EXTRACTED ENTRIES:
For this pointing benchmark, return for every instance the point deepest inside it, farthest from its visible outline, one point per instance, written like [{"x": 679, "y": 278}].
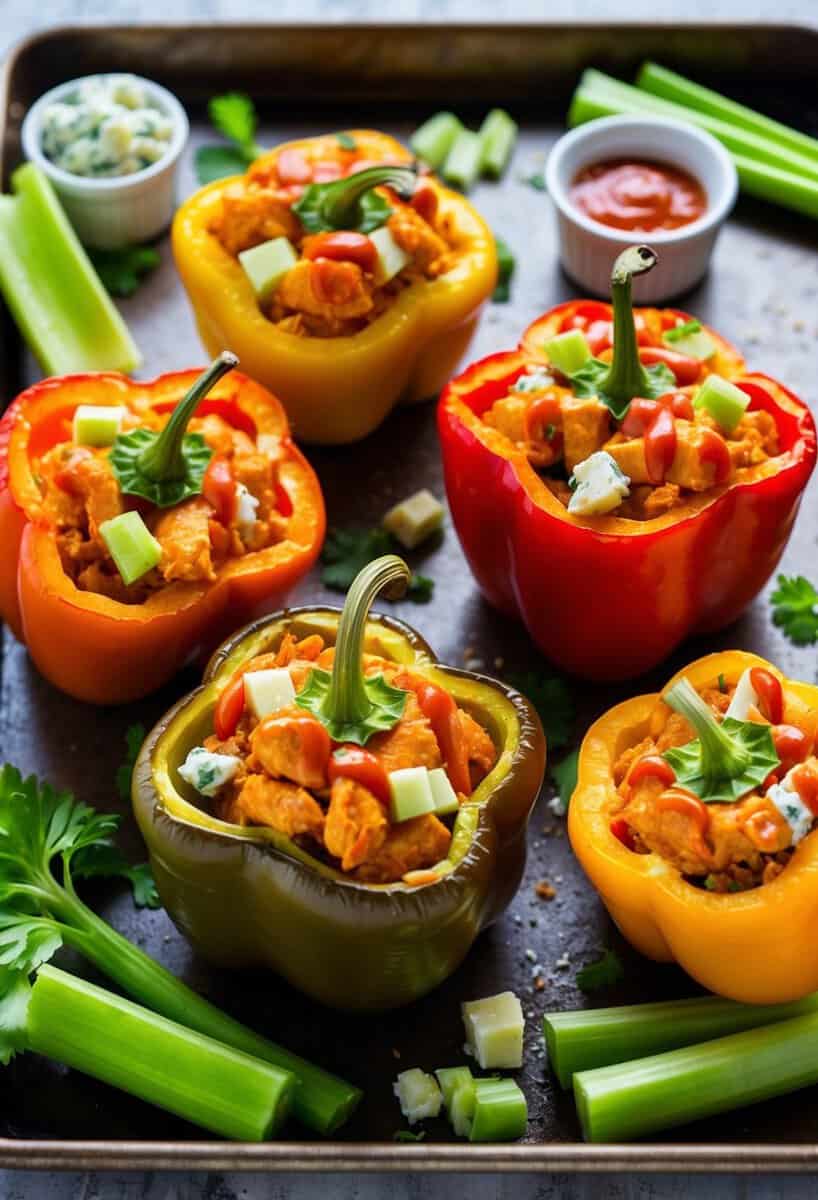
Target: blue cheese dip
[{"x": 108, "y": 127}]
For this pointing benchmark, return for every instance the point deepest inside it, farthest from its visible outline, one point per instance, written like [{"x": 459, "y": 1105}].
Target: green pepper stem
[
  {"x": 163, "y": 460},
  {"x": 722, "y": 757},
  {"x": 347, "y": 701},
  {"x": 627, "y": 377},
  {"x": 341, "y": 199}
]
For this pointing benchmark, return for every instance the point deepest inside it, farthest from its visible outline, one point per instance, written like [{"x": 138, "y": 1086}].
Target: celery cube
[
  {"x": 97, "y": 425},
  {"x": 266, "y": 691},
  {"x": 266, "y": 265},
  {"x": 132, "y": 546},
  {"x": 725, "y": 402},
  {"x": 419, "y": 1095},
  {"x": 494, "y": 1030},
  {"x": 443, "y": 793},
  {"x": 410, "y": 793},
  {"x": 415, "y": 519},
  {"x": 391, "y": 258},
  {"x": 569, "y": 352}
]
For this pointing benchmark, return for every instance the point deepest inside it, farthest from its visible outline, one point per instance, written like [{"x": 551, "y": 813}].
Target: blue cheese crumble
[
  {"x": 208, "y": 772},
  {"x": 600, "y": 485},
  {"x": 108, "y": 127}
]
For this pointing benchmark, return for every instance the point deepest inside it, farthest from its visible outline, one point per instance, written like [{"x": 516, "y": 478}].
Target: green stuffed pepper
[{"x": 336, "y": 805}]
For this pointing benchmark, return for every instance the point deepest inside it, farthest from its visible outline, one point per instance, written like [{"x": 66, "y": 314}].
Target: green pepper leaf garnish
[
  {"x": 618, "y": 382},
  {"x": 348, "y": 703},
  {"x": 168, "y": 467},
  {"x": 350, "y": 203},
  {"x": 727, "y": 760}
]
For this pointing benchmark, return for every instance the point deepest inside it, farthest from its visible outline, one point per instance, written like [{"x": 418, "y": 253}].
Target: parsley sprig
[{"x": 795, "y": 609}]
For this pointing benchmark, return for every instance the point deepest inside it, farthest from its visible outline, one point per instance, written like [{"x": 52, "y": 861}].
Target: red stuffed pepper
[{"x": 619, "y": 481}]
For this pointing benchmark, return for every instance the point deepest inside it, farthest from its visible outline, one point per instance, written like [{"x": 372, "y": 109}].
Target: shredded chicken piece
[
  {"x": 284, "y": 807},
  {"x": 356, "y": 825},
  {"x": 409, "y": 846}
]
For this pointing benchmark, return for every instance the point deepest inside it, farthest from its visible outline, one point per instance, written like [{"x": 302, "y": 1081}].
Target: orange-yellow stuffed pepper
[
  {"x": 705, "y": 849},
  {"x": 343, "y": 281}
]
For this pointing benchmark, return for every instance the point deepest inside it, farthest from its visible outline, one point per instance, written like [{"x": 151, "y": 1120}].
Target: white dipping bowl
[
  {"x": 588, "y": 249},
  {"x": 125, "y": 209}
]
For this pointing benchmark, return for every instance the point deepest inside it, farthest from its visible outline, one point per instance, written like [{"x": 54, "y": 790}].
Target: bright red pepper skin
[{"x": 609, "y": 599}]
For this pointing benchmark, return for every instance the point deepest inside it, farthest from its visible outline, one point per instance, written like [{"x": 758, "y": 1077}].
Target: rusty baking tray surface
[{"x": 761, "y": 294}]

SET PROBLEM: Transcribe the whole listing exactly. Pictures stay out of your copy.

SOLUTION TO THIS TASK:
For this pointing benchmark, return for every instance the point deepest inside it, farthest from its visible outline, one point per instance, written like [{"x": 679, "y": 278}].
Target: blue cheese dip
[{"x": 108, "y": 127}]
For this pointing benchmark, return for every instance the point deepest inside it, farthest from its visible outline, one point per instance, written like [{"x": 459, "y": 1105}].
Target: green pepper stem
[
  {"x": 163, "y": 460},
  {"x": 722, "y": 757},
  {"x": 347, "y": 701},
  {"x": 627, "y": 377},
  {"x": 341, "y": 199}
]
For this pointing benchmark, return for every instance the point deepest inside it, farthest from its visible outline, one point per instance, written like [{"x": 138, "y": 1086}].
Target: celery cube
[
  {"x": 97, "y": 425},
  {"x": 266, "y": 691},
  {"x": 266, "y": 265},
  {"x": 132, "y": 546},
  {"x": 725, "y": 402},
  {"x": 419, "y": 1095},
  {"x": 494, "y": 1030},
  {"x": 443, "y": 793},
  {"x": 410, "y": 793},
  {"x": 415, "y": 519},
  {"x": 391, "y": 258},
  {"x": 569, "y": 352}
]
For this pointing benchmark, return for every instance the point deepest inside it, farthest from its visible outline, one point per instance, written like [{"x": 551, "y": 813}].
Target: blue cheese crumble
[
  {"x": 208, "y": 772},
  {"x": 600, "y": 485},
  {"x": 108, "y": 127}
]
For this pointing benchmark, return for every instance the point deepest inside it, farthest from its visible outline, one point per instance, written like [{"x": 516, "y": 478}].
Target: green stuffed pepper
[{"x": 336, "y": 805}]
For this pointing benchmark, return for every instance the point deepest inside it, farthest from its visible outline, one point per instance, written like [{"x": 66, "y": 314}].
Target: green pepper leaf garnish
[
  {"x": 618, "y": 382},
  {"x": 348, "y": 703},
  {"x": 168, "y": 467},
  {"x": 350, "y": 203},
  {"x": 727, "y": 760}
]
For this pointing benchmark, return for every instance the point deepest inside it, farthest from its visible outline, one point per instance, written like [{"x": 418, "y": 253}].
Target: parsley sprig
[{"x": 795, "y": 609}]
For this pointing benchmark, return for every instance the point deepest inside it, farthest from its visible outline, one point per instance, written like [{"x": 52, "y": 861}].
Target: red stuffed pepper
[{"x": 619, "y": 481}]
For this pointing benchmark, return for every instance the point deepest inside it, farthest from its visible outline, one point per instance, written like [{"x": 372, "y": 109}].
Target: shredded chicken piece
[
  {"x": 284, "y": 807},
  {"x": 356, "y": 825},
  {"x": 409, "y": 846}
]
For this pointing benchmark, return for every instance the point deepest inside it, farthest from its visible outline, one point per instance, written like [{"x": 302, "y": 1081}].
Target: orange-yellow stuffed pepper
[
  {"x": 705, "y": 849},
  {"x": 343, "y": 281}
]
For this pointing benchmark, return for every instance the point deepest inside it, farthest from its visible outline, one point per instance, written like [{"x": 151, "y": 1120}].
Target: white dipping bowl
[
  {"x": 588, "y": 249},
  {"x": 125, "y": 209}
]
For this pointing benchmark, return for every instance the point deepest inside it, farthest from its visible outline, one point per instance, written like [{"x": 54, "y": 790}].
Target: bright red pepper skin
[{"x": 609, "y": 599}]
For this pointing benchmark, return for every instance the point deepest inside it, farthest from its visible outline, one point per instance, written like [{"x": 758, "y": 1077}].
Target: rusty baking tray surface
[{"x": 761, "y": 294}]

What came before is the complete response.